(Stored records)
▬▬▬▬▬▬

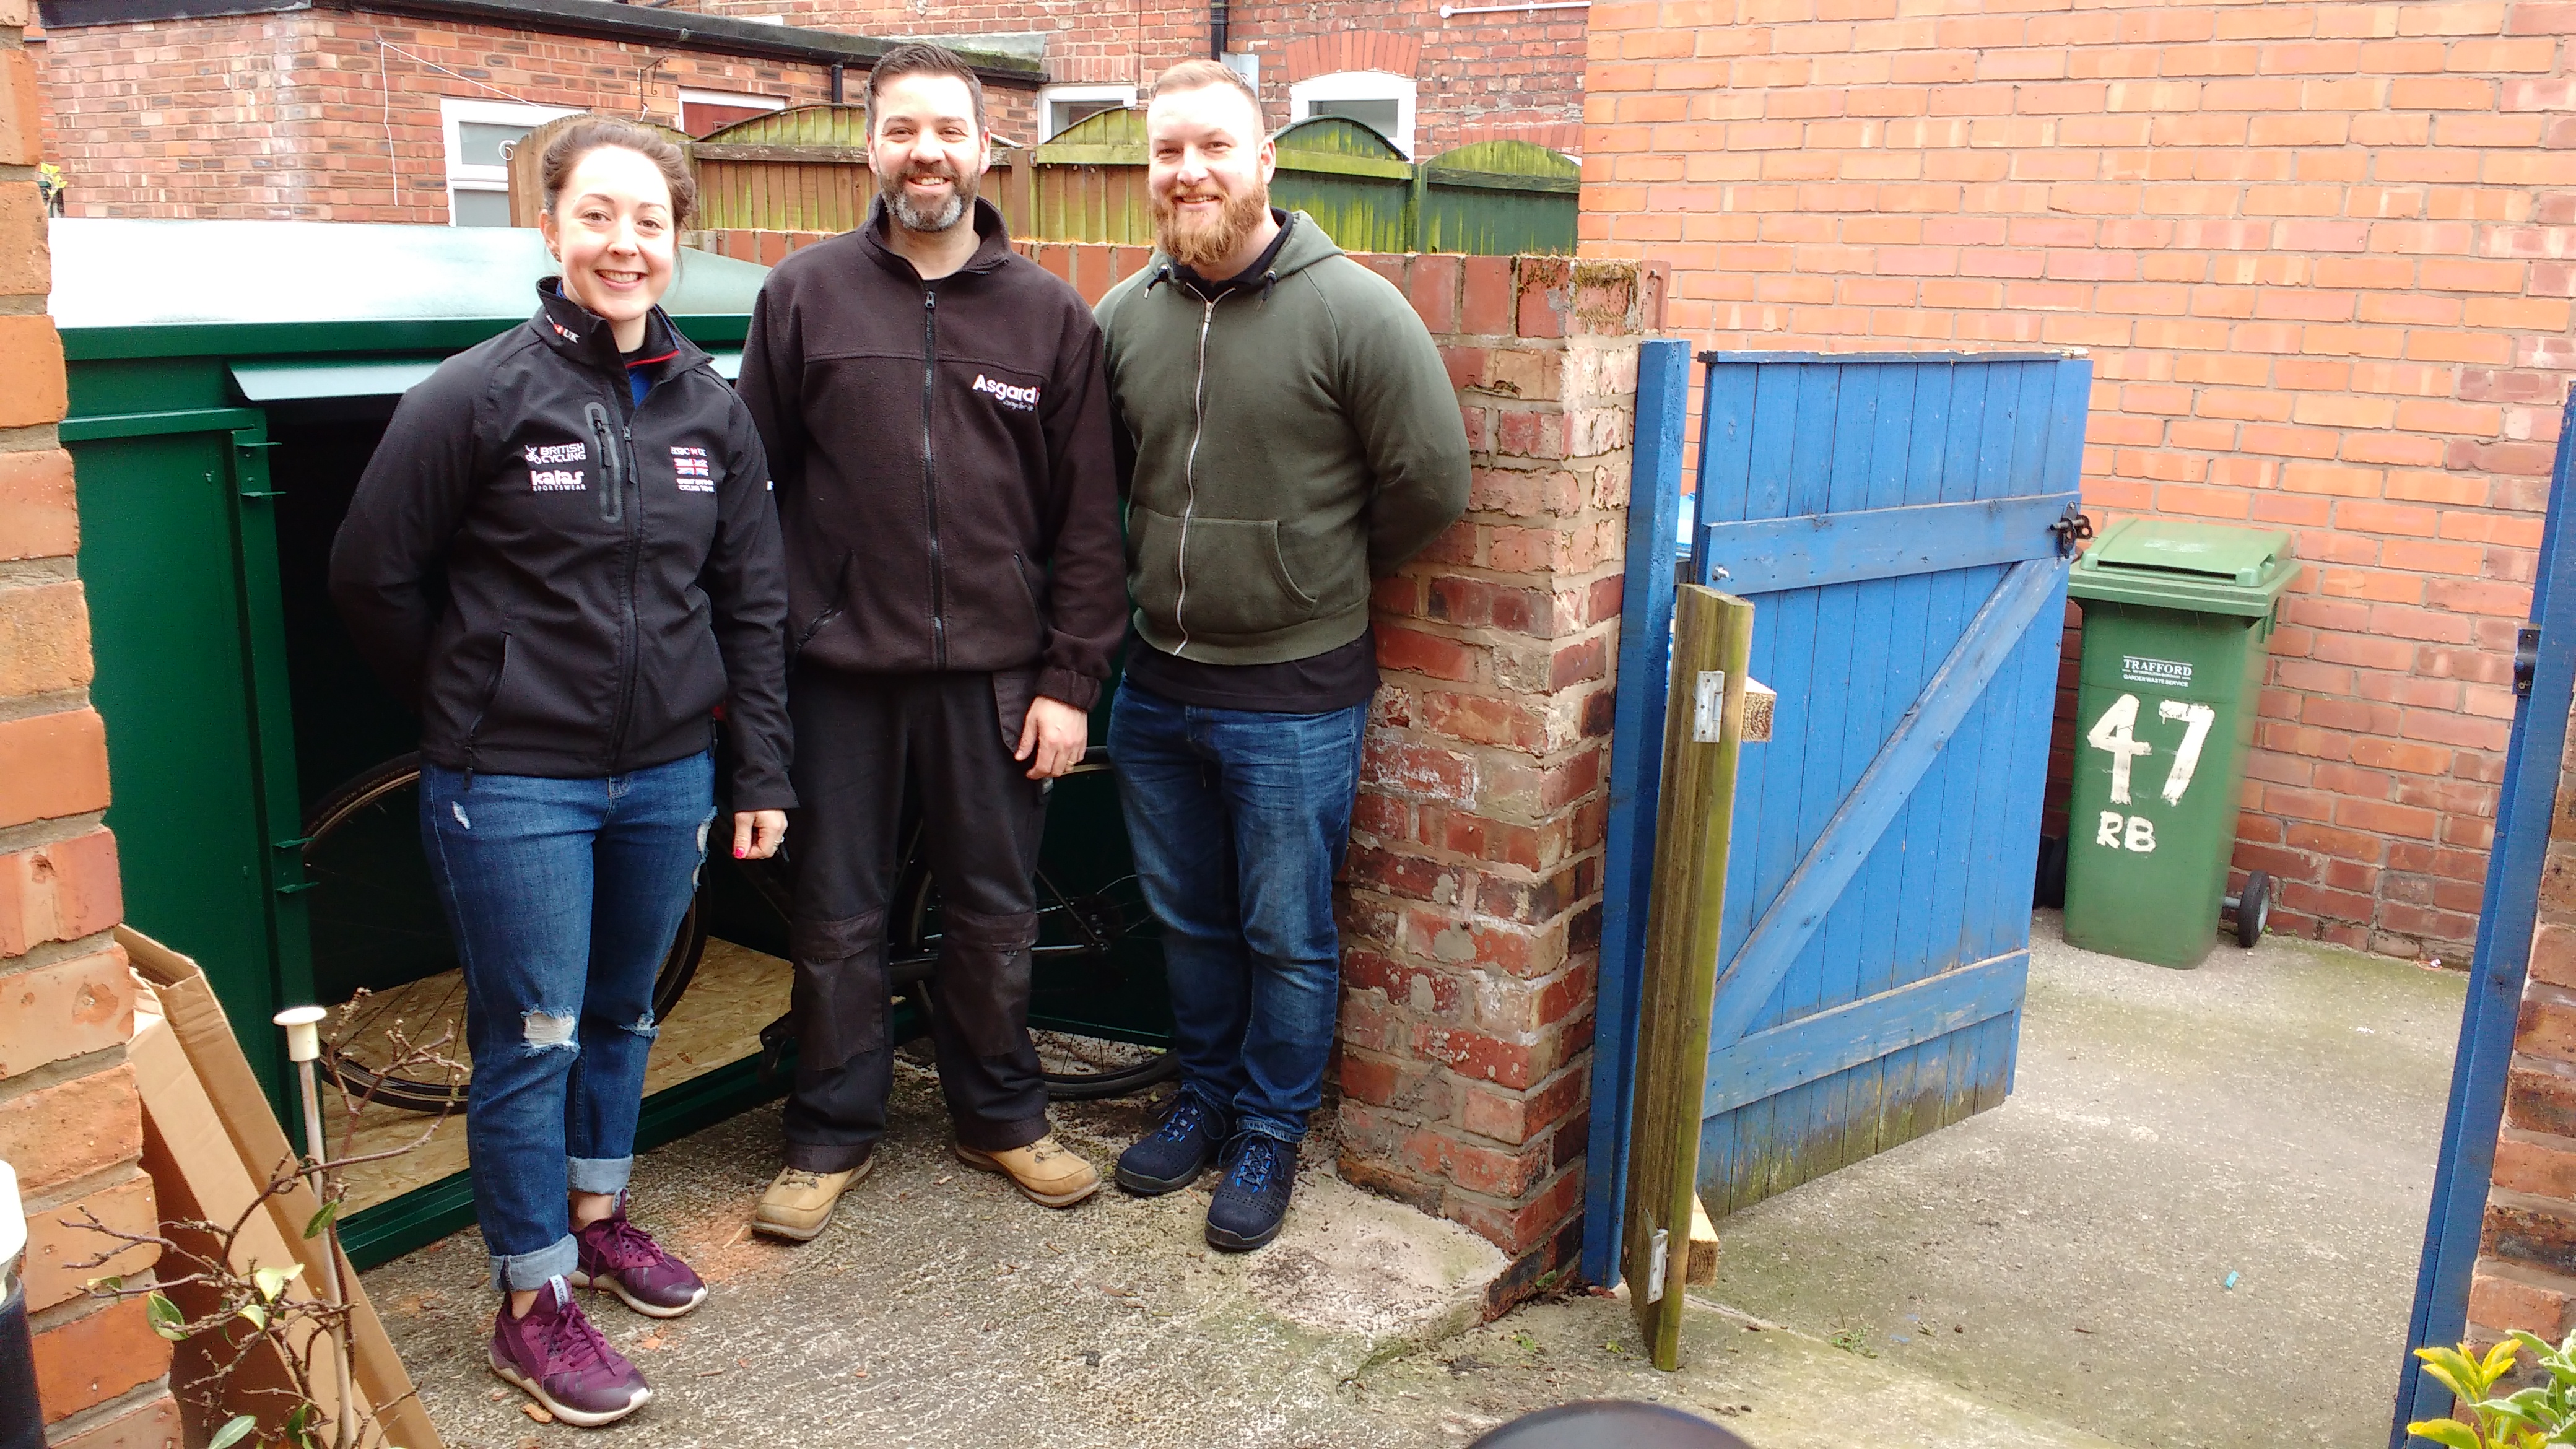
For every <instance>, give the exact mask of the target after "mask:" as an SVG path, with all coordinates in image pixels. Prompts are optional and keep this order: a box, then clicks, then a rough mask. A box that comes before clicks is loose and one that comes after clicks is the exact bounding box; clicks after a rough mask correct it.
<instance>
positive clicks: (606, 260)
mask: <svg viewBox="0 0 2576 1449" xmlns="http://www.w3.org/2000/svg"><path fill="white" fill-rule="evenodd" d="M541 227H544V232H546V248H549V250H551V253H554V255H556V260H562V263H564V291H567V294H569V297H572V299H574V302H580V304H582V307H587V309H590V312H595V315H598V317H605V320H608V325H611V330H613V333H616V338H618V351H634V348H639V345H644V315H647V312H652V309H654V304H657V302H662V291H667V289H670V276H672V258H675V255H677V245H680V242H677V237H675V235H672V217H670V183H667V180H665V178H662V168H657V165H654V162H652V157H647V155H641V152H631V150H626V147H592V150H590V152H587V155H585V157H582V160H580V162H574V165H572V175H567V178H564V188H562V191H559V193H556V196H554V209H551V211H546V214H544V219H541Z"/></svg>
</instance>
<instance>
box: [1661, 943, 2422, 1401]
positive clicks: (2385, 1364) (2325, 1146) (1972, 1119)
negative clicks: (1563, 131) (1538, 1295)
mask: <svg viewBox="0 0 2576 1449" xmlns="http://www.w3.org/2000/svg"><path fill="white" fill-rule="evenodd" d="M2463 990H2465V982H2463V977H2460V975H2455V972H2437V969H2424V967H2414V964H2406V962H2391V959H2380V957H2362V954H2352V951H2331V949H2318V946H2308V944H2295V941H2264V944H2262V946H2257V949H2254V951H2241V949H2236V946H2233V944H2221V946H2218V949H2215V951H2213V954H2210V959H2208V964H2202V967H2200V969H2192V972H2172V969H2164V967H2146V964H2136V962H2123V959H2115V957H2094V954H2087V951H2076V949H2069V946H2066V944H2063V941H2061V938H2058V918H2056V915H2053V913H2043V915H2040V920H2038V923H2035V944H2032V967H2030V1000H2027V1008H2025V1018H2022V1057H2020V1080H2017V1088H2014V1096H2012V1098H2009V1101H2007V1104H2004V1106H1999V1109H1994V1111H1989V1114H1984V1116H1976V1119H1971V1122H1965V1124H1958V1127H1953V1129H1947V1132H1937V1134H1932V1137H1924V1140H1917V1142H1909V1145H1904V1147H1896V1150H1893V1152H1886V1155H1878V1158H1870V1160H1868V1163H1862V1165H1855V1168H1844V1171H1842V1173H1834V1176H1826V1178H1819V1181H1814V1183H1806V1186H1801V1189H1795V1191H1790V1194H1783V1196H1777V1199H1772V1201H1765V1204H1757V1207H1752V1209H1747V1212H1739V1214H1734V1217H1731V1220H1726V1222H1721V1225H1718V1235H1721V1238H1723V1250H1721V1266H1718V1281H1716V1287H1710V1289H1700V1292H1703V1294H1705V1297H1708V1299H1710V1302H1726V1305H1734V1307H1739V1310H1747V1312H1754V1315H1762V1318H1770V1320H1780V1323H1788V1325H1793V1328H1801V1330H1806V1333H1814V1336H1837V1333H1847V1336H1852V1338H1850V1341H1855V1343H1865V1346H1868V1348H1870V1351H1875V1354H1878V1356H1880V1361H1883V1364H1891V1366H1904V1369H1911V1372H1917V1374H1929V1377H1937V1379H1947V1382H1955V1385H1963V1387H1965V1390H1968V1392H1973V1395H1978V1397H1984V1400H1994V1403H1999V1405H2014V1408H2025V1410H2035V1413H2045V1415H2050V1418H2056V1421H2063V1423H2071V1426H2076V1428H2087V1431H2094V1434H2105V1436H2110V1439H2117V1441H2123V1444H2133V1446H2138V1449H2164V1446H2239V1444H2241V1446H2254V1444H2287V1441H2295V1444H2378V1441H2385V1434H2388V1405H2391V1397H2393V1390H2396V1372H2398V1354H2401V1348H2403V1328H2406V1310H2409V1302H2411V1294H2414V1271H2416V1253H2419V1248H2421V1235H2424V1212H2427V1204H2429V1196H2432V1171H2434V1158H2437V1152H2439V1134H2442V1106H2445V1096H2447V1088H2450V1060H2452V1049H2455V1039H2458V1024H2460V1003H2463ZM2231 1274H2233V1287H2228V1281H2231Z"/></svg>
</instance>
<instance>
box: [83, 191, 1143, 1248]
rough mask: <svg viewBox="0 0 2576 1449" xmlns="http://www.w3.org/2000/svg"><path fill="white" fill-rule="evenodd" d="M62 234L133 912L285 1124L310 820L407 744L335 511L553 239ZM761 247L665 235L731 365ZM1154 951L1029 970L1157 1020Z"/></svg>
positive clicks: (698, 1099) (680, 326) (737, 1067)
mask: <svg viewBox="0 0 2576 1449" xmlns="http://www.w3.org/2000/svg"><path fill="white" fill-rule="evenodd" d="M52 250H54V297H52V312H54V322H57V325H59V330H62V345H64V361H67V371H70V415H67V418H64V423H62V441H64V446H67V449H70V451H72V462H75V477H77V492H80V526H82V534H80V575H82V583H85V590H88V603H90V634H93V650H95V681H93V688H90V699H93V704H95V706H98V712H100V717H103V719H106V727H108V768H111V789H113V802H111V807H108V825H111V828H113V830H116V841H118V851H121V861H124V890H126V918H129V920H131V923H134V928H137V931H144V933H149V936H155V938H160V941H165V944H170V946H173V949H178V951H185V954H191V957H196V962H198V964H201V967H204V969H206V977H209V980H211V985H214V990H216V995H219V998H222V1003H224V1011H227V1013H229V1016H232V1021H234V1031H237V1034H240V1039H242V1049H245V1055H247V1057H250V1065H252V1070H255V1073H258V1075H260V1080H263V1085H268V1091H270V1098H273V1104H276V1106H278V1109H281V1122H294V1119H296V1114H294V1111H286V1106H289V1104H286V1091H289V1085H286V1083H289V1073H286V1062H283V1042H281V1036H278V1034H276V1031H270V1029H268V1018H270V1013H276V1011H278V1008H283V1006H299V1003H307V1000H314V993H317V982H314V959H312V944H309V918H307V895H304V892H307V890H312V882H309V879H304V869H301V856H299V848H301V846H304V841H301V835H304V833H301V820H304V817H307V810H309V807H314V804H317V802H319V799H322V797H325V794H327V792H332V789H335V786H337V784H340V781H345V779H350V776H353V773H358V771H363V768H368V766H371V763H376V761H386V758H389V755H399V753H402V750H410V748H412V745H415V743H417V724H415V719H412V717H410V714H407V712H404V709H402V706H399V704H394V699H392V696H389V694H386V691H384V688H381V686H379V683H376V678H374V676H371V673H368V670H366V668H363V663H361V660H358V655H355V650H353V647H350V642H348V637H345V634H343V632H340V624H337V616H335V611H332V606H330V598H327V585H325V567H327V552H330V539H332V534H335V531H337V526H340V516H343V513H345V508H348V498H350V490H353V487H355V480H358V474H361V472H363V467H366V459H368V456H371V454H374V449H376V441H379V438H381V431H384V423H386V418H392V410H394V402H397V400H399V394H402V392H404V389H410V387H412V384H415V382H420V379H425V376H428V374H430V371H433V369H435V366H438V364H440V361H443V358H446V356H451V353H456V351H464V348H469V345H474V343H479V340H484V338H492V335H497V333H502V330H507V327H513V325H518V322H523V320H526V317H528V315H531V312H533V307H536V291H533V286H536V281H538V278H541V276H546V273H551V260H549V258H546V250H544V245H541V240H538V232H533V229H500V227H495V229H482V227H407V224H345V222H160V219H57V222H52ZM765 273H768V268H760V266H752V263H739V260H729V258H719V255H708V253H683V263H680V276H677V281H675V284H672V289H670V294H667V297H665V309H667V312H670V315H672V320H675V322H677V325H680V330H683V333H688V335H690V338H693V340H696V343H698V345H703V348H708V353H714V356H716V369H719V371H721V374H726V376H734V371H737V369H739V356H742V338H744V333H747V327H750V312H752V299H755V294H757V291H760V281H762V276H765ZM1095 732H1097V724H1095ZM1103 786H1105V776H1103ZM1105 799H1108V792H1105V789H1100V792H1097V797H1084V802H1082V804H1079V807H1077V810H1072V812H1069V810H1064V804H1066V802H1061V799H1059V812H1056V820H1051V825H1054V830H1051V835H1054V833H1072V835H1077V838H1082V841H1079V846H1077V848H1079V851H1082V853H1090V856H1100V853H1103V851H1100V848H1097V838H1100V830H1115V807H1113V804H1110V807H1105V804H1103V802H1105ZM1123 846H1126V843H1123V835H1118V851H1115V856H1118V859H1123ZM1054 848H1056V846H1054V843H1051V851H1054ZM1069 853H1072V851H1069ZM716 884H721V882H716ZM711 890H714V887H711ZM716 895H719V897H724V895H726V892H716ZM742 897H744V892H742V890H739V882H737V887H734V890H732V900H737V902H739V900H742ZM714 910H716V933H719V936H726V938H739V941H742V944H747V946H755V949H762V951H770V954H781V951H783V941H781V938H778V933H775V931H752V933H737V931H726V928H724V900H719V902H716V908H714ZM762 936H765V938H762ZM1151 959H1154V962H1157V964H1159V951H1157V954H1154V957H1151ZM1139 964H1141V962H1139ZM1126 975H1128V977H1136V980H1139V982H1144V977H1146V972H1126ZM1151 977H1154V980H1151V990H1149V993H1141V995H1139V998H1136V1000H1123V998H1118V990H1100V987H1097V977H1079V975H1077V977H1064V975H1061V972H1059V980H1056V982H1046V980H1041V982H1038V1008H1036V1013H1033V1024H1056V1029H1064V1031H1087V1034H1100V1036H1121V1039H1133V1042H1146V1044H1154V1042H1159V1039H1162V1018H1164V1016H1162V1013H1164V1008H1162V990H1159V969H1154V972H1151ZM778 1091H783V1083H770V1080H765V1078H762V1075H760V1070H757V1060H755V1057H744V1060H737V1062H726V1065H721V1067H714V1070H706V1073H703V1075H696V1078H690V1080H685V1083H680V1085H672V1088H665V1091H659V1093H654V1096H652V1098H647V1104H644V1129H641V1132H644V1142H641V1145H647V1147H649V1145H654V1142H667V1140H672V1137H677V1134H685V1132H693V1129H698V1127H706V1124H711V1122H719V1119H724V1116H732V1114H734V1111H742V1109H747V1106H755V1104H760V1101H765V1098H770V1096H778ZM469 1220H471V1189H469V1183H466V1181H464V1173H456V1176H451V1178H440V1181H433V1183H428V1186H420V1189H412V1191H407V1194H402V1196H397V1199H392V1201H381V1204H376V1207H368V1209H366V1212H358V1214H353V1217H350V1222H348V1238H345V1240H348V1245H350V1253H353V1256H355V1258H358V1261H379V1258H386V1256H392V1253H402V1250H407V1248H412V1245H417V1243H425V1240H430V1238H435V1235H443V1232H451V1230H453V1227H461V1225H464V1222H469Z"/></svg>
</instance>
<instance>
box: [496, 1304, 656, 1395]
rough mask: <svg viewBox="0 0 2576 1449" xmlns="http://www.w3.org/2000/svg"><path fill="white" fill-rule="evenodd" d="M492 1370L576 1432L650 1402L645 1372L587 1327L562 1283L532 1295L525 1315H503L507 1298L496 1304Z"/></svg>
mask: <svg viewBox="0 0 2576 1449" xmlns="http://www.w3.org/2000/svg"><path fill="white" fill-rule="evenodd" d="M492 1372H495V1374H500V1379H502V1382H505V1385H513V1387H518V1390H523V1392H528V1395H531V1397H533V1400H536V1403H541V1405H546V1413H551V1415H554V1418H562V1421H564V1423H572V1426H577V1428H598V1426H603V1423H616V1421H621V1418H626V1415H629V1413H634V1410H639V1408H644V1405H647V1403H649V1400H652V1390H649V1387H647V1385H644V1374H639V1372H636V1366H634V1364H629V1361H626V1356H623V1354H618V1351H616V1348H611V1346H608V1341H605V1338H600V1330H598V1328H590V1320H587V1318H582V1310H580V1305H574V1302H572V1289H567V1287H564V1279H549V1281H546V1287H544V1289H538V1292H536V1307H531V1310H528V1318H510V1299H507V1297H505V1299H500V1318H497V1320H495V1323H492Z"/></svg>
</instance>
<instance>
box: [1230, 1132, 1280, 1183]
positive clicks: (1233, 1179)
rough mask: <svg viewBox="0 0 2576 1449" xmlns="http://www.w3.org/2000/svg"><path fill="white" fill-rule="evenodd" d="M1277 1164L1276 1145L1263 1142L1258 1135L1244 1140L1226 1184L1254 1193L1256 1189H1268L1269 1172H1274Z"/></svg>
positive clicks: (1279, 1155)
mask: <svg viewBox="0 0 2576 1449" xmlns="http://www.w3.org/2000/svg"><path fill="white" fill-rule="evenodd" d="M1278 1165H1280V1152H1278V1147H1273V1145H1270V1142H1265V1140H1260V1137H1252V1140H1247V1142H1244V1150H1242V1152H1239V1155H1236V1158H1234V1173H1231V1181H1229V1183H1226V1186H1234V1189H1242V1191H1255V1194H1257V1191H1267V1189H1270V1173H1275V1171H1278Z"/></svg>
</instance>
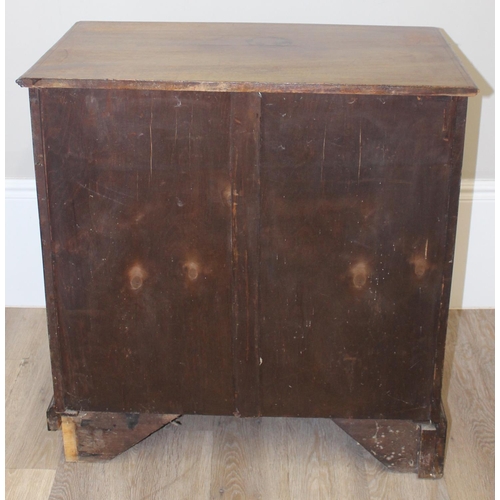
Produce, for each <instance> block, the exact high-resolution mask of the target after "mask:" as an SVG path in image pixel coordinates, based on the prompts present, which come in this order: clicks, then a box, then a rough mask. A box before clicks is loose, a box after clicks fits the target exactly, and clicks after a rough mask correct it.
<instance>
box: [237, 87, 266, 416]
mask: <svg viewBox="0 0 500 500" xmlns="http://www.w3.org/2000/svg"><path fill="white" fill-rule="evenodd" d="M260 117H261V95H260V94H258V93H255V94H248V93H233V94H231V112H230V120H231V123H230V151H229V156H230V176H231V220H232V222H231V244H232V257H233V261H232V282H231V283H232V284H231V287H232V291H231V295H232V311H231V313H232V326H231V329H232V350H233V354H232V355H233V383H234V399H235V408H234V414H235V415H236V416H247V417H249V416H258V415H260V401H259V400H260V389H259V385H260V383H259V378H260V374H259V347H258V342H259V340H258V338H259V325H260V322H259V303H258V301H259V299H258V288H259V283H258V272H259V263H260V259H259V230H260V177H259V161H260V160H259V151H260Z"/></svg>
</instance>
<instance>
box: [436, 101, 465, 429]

▬▬▬▬▬▬

AIM OF THE EXERCISE: Your reply should be one number, the count of lines in the data that include the word "coordinates".

RESULT BELOW: 2